**Instructions to follow:** Set down the data again exactly. Pictures are not part of the copy.
Task data START
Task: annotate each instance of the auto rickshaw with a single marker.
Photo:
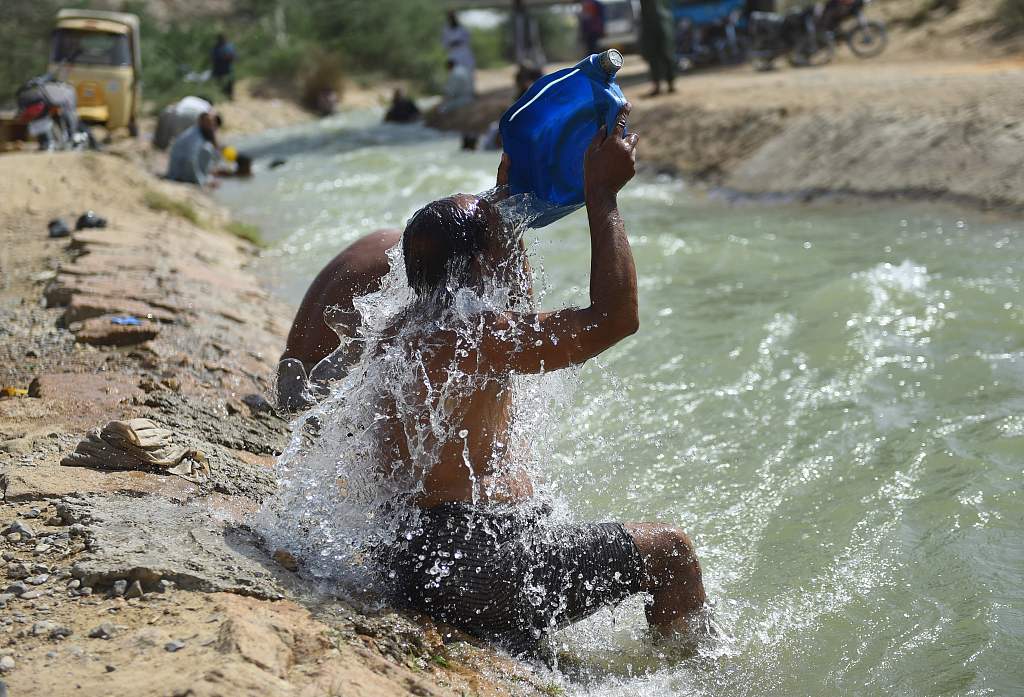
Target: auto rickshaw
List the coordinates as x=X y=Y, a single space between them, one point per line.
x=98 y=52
Task data END
**Response to this task:**
Task: annotate each instance of the auto rickshaw with a single marker.
Photo:
Target: auto rickshaw
List the coordinates as x=X y=Y, a single space between them, one point per line.
x=98 y=52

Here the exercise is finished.